Large File Download Memory Issues

FormerLurker · January 13, 2020, 9:52pm

Hi everyone!

I've implemented some file browsers in my plugin, and noticed a really bad memory issue. I'm sending some rather large files to the client, and no matter what I do it consumes a terrible amount of memory, crashing my PI pretty fast. I've tried streaming the files using a generator + stream_with_context. I've tried send_from_directory. No dice. Htop even crashed while I was monitoring the usage, so it's filling the memory up 100%.

My working theory is that Octoprint is working on the request behind the scenes, and putting them into memory. I looked at the LargeResponseHandler, but it would be complicated to use since I'm dynamically creating some of the data. Perhaps it could be modified somehow? I also need to be able to delete files after the request is finished.

Data block:
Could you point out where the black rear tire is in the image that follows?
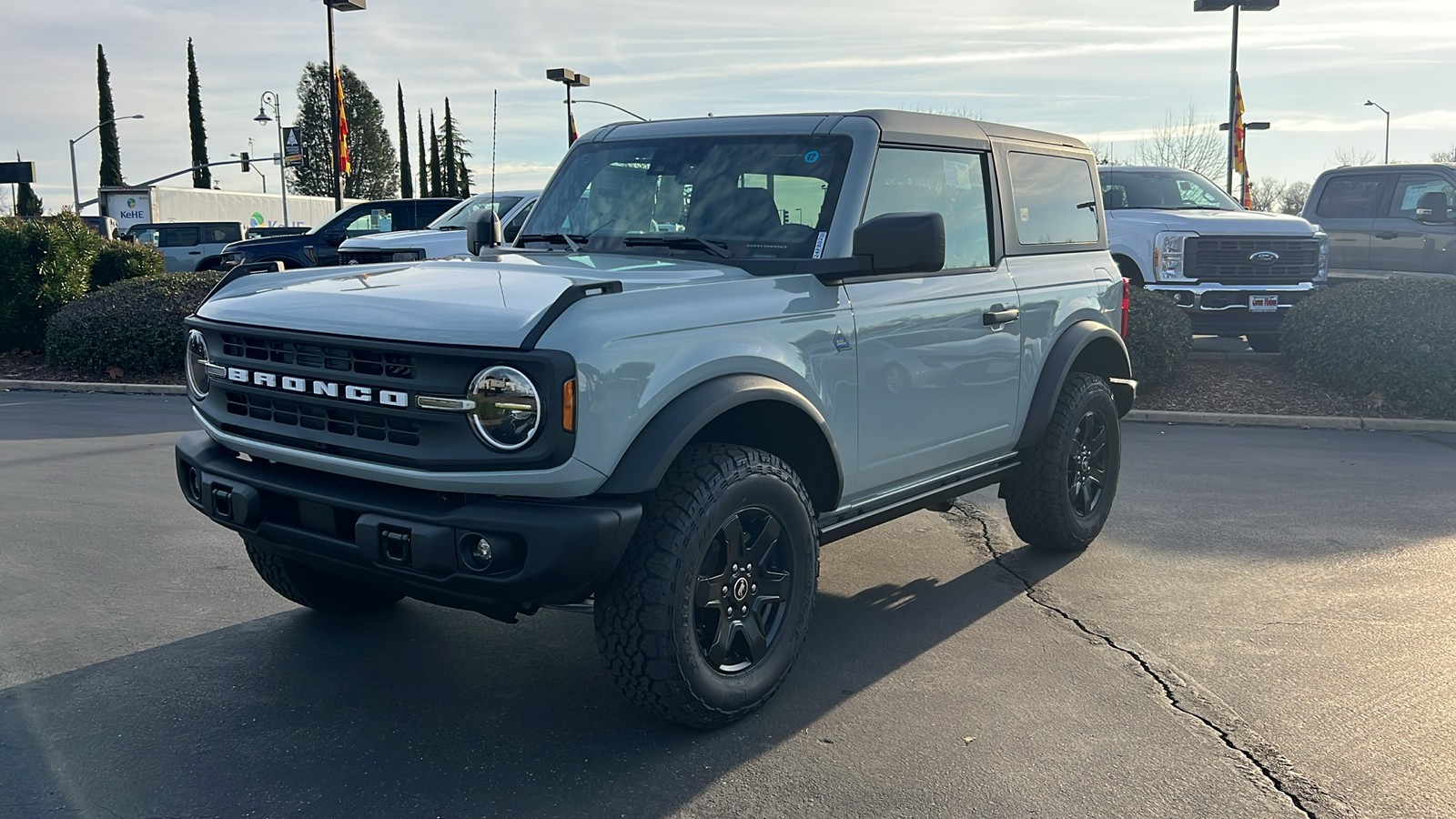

Direction A:
Answer these about the large file download post:
(i) Which two methods did the poster try for sending the files?
(ii) What program crashed while the poster was watching memory usage?
(iii) What must the poster be able to do with files after the request finishes?
Direction B:
Return the text of the large file download post between "I've implemented some" and "request is finished.", inclusive, copied without any change.

Output A:
(i) Streaming with a generator plus stream_with_context, and send_from_directory.
(ii) Htop.
(iii) Delete them.

Output B:
I've implemented some file browsers in my plugin, and noticed a really bad memory issue. I'm sending some rather large files to the client, and no matter what I do it consumes a terrible amount of memory, crashing my PI pretty fast. I've tried streaming the files using a generator + stream_with_context. I've tried send_from_directory. No dice. Htop even crashed while I was monitoring the usage, so it's filling the memory up 100%.

My working theory is that Octoprint is working on the request behind the scenes, and putting them into memory. I looked at the LargeResponseHandler, but it would be complicated to use since I'm dynamically creating some of the data. Perhaps it could be modified somehow? I also need to be able to delete files after the request is finished.